EXTRACTED TEXT.
========================================

Rather to my surprise the initial phone call to organise everything was actually a rather pleasant experience: the guy that took my call was courteous and helpful, and in about 20 minutes max everything was done: the Livebox to be sent off here to The Shamblings with an appointment for 8-9am the following Monday for the technician to come past and do whatever it is that they have to do (sod-all as far as I can see, apart from smugly manipulating a multimeter, but what do I know?).

I got a swag of SMS over the weekend to confirm the appointment, the Livebox duly turned up (I cheated and opened the box, just to make sure it wasn't full of empty), so on Monday I didn't worry about things, thinking to myself that Cliff could probably handle stuff from that point on. As it turned out, I was mistaken: no fault of his, I hasten to add.

For around 15:30 that very afternoon, as I was browsing the industrial cheese and yoghurt aisle at Carrefour, I got a call from some bloke announcing himself to be a technician from Orange, but I bent down to inspect a tub of mascarpone and the call got cut off - doubtless blocked by the rubber Gruyère. He'd a masked number so I couldn't call back, and apparently he felt he'd done his duty because he didn't call back either, so when I got back home I had a little rant at Orange.

Which seemed to have some effect, because the very next day I got an apologetic call (from a non-masked number, this time - yay!) proposing a new appointment for 10am on Wednesday, which I guessed would be just fine, and took it. And around 12:30, still no sign of a technician on the horizon: and the phone number went straight to the answering machine, and I was starting to get kind of pissed off.

At which point I rang Orange - yet again - to make my displeasure known (and also, if truth be told, to see if I couldn't piss someone else off, just to spread it round) and they managed to get hold of this second technician and patched him through to me. He was very apologetic indeed, said he'd not been able to make it himself and had despatched one of his minions but said minion apparently didn't make it: someone would, he promised, be there forthwith.

This word, "forthwith", seems not to mean what I think it means, for it is now 17:00 and still neither hide nor hair of any sort of technical person of any description. This is the south of France, I know, and "time" is an elastic notion, slippery to pin down: nevertheless I rather think that I shall get all mediaeval on them very, very soon. I think that I shall also suggest that it would be good PR to not charge the 60€ "frais de déplacement", under the circumstances ... That will be when I can get through to them, of course, because right now it goes straight through to a recorded message to the effect that "Awfully sorry but there's a shitload of irate people calling us right now, please check out our really neat web site? Oh look! A squirrel!".

========================================

DATA SHOWN.

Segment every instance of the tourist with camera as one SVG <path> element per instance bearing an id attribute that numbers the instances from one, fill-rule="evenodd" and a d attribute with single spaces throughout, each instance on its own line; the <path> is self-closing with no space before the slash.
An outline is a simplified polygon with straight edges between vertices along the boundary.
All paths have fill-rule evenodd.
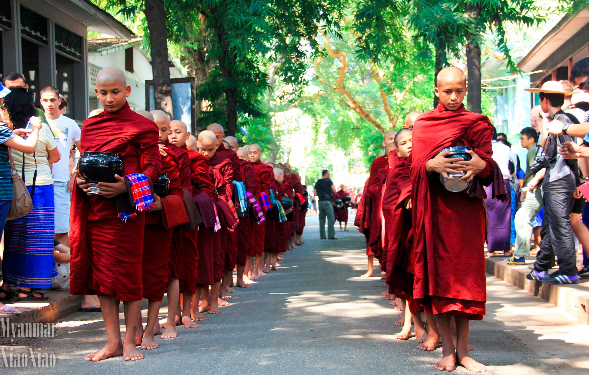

========================================

TO-DO LIST.
1. Can you reproduce, word for word, the stretch of the post about the Orange technician from "I got a swag" through "hasten to add."?
2. Can you pick up the post about the Orange technician after its final sentence and keep it going?

ANSWER SET.
1.
I got a swag of SMS over the weekend to confirm the appointment, the Livebox duly turned up (I cheated and opened the box, just to make sure it wasn't full of empty), so on Monday I didn't worry about things, thinking to myself that Cliff could probably handle stuff from that point on. As it turned out, I was mistaken: no fault of his, I hasten to add.

2.
Anyways, in other news I is now officially 60, and feel none the worse for it. Spent much of Friday afternoon getting stuff ready because I loathe last-minute rushes: rolling out puff pastry and smearing it with grated cheese and mustard and cream to be rolled up into logs and go into the freezer ready for later baking, making fillings for club sandwiches, using that pristine mandoline of mine to slice potatoes and make proper tortillas de patatas ... which left me time to go off to the bar, as is only right and proper.

Speaking of the bar reminds me that Magali and Lionel have invested in a kebab spit and grill, so of a Wednesday evening you may - if you feel in the mood - head up and get yourself a reasonably decent kebab. (Personally, I like the meat to be rather more crispy, but there's no accounting for taste.) On the other hand, for the next little while it might be prudent to ring and order in advance, for Lionel tends to get inexplicably flustered when there are more than five people in the bar at a time so if you turn up without warning your order will be late, and personally I'd be surprised if, when it did come out, it was actually what you ordered.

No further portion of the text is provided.